What the task asks ▸
Here are some records. Copy each one exactly.
===== Supplied data
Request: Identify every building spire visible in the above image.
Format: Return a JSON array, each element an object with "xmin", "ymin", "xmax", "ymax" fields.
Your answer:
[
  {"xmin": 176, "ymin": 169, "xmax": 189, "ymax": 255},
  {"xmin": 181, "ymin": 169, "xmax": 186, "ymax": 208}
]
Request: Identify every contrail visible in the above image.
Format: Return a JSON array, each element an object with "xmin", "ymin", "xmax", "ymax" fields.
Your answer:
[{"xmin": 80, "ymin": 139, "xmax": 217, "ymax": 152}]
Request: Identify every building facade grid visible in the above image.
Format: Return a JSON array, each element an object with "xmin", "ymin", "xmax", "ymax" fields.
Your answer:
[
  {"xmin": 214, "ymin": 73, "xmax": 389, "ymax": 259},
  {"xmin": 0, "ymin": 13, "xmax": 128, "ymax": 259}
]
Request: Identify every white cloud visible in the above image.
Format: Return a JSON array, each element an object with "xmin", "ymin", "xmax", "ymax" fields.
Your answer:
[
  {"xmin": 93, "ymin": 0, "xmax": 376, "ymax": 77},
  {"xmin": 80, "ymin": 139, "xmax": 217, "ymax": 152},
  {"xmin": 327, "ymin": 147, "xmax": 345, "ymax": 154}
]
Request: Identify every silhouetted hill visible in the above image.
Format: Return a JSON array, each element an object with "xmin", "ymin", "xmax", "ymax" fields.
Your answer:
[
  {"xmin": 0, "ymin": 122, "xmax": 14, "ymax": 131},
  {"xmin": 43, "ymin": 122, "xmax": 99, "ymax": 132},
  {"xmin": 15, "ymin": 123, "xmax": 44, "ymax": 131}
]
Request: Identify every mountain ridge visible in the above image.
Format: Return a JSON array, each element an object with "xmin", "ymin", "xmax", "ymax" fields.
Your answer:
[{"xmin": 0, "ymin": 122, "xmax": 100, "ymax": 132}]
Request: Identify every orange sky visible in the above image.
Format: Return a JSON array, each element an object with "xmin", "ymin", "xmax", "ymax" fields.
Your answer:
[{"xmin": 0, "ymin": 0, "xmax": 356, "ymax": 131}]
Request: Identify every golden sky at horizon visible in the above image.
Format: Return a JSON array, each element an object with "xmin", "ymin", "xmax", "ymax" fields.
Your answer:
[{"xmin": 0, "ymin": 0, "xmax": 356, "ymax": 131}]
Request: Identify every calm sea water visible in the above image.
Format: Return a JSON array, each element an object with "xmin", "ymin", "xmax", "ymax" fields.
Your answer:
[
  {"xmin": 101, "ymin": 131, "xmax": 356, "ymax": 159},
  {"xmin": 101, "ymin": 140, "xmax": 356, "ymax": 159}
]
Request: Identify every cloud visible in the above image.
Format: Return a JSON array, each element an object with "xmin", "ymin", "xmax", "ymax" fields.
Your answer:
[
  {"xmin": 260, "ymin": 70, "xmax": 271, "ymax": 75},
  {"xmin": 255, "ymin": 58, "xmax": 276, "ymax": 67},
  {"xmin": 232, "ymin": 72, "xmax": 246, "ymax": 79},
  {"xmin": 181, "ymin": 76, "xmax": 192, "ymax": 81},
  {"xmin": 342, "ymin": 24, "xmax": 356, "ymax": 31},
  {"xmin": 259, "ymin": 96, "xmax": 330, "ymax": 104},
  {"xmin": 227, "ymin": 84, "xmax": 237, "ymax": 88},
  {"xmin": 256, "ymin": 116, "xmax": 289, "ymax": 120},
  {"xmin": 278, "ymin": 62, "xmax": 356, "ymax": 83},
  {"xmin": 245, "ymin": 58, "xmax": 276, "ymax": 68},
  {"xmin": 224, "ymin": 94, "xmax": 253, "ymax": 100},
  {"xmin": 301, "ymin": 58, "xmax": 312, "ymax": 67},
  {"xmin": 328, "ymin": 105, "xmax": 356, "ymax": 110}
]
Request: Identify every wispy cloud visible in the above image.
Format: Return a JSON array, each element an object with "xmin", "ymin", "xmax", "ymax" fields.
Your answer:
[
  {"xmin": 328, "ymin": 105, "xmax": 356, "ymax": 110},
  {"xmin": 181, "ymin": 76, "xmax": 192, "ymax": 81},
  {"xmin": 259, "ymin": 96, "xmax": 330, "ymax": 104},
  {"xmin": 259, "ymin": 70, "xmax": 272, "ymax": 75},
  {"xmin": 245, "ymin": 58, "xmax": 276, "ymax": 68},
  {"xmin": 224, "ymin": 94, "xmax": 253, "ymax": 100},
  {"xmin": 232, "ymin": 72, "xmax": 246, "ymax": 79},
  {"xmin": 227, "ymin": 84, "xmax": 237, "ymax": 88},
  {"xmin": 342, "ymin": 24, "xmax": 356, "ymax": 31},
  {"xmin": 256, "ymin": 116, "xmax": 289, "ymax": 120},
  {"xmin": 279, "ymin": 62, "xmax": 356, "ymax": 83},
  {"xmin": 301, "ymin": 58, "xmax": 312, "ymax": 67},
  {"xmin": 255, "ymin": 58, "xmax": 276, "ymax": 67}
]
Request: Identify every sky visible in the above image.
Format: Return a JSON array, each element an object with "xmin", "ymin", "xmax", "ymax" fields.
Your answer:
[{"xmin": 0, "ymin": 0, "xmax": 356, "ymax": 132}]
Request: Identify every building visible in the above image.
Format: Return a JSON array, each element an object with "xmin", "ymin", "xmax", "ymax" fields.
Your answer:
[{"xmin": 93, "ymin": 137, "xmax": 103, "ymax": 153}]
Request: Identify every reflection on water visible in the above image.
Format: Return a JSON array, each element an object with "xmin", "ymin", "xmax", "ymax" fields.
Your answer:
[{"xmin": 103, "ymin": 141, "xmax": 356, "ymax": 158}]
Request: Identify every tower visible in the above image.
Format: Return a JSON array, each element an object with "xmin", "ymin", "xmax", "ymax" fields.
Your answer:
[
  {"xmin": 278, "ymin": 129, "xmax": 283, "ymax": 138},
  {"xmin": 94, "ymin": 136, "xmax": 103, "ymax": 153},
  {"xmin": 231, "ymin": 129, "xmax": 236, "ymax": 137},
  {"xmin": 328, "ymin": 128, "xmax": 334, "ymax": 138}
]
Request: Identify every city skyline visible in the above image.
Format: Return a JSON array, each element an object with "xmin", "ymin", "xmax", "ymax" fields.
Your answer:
==========
Response ▸
Request: Identify every building spire visible in the above image.
Format: Return a JSON array, each element an object with "xmin", "ymin", "xmax", "ymax" fields.
Your answer:
[
  {"xmin": 176, "ymin": 169, "xmax": 189, "ymax": 255},
  {"xmin": 181, "ymin": 169, "xmax": 186, "ymax": 208}
]
Request: Identify every contrail visible in the above image.
Format: Return a JSON array, each element an object with "xmin", "ymin", "xmax", "ymax" fields.
Your answer:
[{"xmin": 80, "ymin": 139, "xmax": 217, "ymax": 152}]
Request: Identify every building facade grid visible in the above image.
Format: Return a JSON array, each element an object with "xmin", "ymin", "xmax", "ymax" fields.
Your answer:
[
  {"xmin": 214, "ymin": 73, "xmax": 389, "ymax": 259},
  {"xmin": 0, "ymin": 13, "xmax": 128, "ymax": 259}
]
Request: Identify every white cloud visible in the above image.
Format: Return a JSON array, each element an object with "xmin", "ymin", "xmax", "ymax" fields.
Your answer:
[
  {"xmin": 93, "ymin": 0, "xmax": 376, "ymax": 77},
  {"xmin": 80, "ymin": 139, "xmax": 217, "ymax": 152},
  {"xmin": 327, "ymin": 147, "xmax": 345, "ymax": 154}
]
Request: Identify every silhouetted hill visible in the above image.
Format: Return a JSON array, each element an object with "xmin", "ymin", "xmax", "ymax" fields.
Your answer:
[
  {"xmin": 0, "ymin": 122, "xmax": 14, "ymax": 131},
  {"xmin": 43, "ymin": 122, "xmax": 99, "ymax": 132},
  {"xmin": 15, "ymin": 123, "xmax": 44, "ymax": 131}
]
Request: Identify every mountain ridge visible in the above image.
Format: Return a JSON array, each element an object with "xmin", "ymin", "xmax", "ymax" fields.
Your answer:
[{"xmin": 0, "ymin": 122, "xmax": 100, "ymax": 132}]
Request: Identify every orange sky visible in the above image.
Format: Return a JSON array, each element an object with "xmin", "ymin", "xmax", "ymax" fields.
Your answer:
[{"xmin": 0, "ymin": 0, "xmax": 356, "ymax": 131}]
Request: Identify every golden sky at horizon visible in the above image.
Format: Return a JSON array, each element an object with "xmin", "ymin", "xmax", "ymax" fields.
Your answer:
[{"xmin": 0, "ymin": 0, "xmax": 356, "ymax": 131}]
Request: Identify every calm sea water visible in the above image.
Format: Return a JSON array, each element an object with "xmin", "ymin", "xmax", "ymax" fields.
Your answer:
[
  {"xmin": 101, "ymin": 131, "xmax": 356, "ymax": 159},
  {"xmin": 101, "ymin": 140, "xmax": 356, "ymax": 159}
]
Request: Identify every cloud visible in the above image.
Format: Return a JSON array, each element an object with "xmin", "ymin", "xmax", "ymax" fields.
Your answer:
[
  {"xmin": 260, "ymin": 70, "xmax": 271, "ymax": 75},
  {"xmin": 255, "ymin": 58, "xmax": 276, "ymax": 67},
  {"xmin": 232, "ymin": 72, "xmax": 246, "ymax": 79},
  {"xmin": 181, "ymin": 76, "xmax": 192, "ymax": 81},
  {"xmin": 342, "ymin": 24, "xmax": 356, "ymax": 31},
  {"xmin": 259, "ymin": 96, "xmax": 330, "ymax": 104},
  {"xmin": 227, "ymin": 84, "xmax": 237, "ymax": 88},
  {"xmin": 256, "ymin": 116, "xmax": 289, "ymax": 120},
  {"xmin": 278, "ymin": 62, "xmax": 356, "ymax": 83},
  {"xmin": 245, "ymin": 58, "xmax": 276, "ymax": 68},
  {"xmin": 224, "ymin": 94, "xmax": 253, "ymax": 100},
  {"xmin": 301, "ymin": 58, "xmax": 312, "ymax": 67},
  {"xmin": 328, "ymin": 105, "xmax": 356, "ymax": 110}
]
Request: Identify every wispy cloud visible in the above image.
Format: Return a JSON array, each element an object with "xmin", "ymin", "xmax", "ymax" fields.
Your answer:
[
  {"xmin": 328, "ymin": 105, "xmax": 356, "ymax": 110},
  {"xmin": 181, "ymin": 76, "xmax": 192, "ymax": 81},
  {"xmin": 259, "ymin": 96, "xmax": 330, "ymax": 104},
  {"xmin": 259, "ymin": 70, "xmax": 272, "ymax": 75},
  {"xmin": 245, "ymin": 58, "xmax": 276, "ymax": 68},
  {"xmin": 224, "ymin": 94, "xmax": 253, "ymax": 100},
  {"xmin": 232, "ymin": 72, "xmax": 246, "ymax": 79},
  {"xmin": 227, "ymin": 84, "xmax": 237, "ymax": 88},
  {"xmin": 342, "ymin": 24, "xmax": 356, "ymax": 31},
  {"xmin": 256, "ymin": 116, "xmax": 289, "ymax": 120},
  {"xmin": 279, "ymin": 62, "xmax": 356, "ymax": 83},
  {"xmin": 301, "ymin": 58, "xmax": 312, "ymax": 67},
  {"xmin": 255, "ymin": 58, "xmax": 276, "ymax": 67}
]
Request: Identify every sky visible in the above image.
Format: Return a JSON array, each element an object with "xmin", "ymin", "xmax", "ymax" fields.
Your answer:
[{"xmin": 0, "ymin": 0, "xmax": 356, "ymax": 132}]
Request: Identify every building visible in the above image.
Format: Return a JSON array, each element an object with "xmin", "ymin", "xmax", "ymax" fields.
Your answer:
[{"xmin": 93, "ymin": 137, "xmax": 103, "ymax": 153}]
Request: Identify every reflection on water visible in the above image.
Format: Return a JSON array, each element an object with "xmin", "ymin", "xmax", "ymax" fields.
Your answer:
[{"xmin": 103, "ymin": 141, "xmax": 356, "ymax": 158}]
Request: Identify every tower visible in the above image.
Format: Return a JSON array, each element an object with "xmin", "ymin", "xmax", "ymax" fields.
Your answer:
[
  {"xmin": 278, "ymin": 129, "xmax": 283, "ymax": 138},
  {"xmin": 94, "ymin": 136, "xmax": 103, "ymax": 153},
  {"xmin": 231, "ymin": 129, "xmax": 236, "ymax": 137},
  {"xmin": 328, "ymin": 128, "xmax": 334, "ymax": 138}
]
Request: Identify every city skyline visible in the above image.
Format: Return a JSON array, each element an object with "xmin", "ymin", "xmax", "ymax" fields.
Your answer:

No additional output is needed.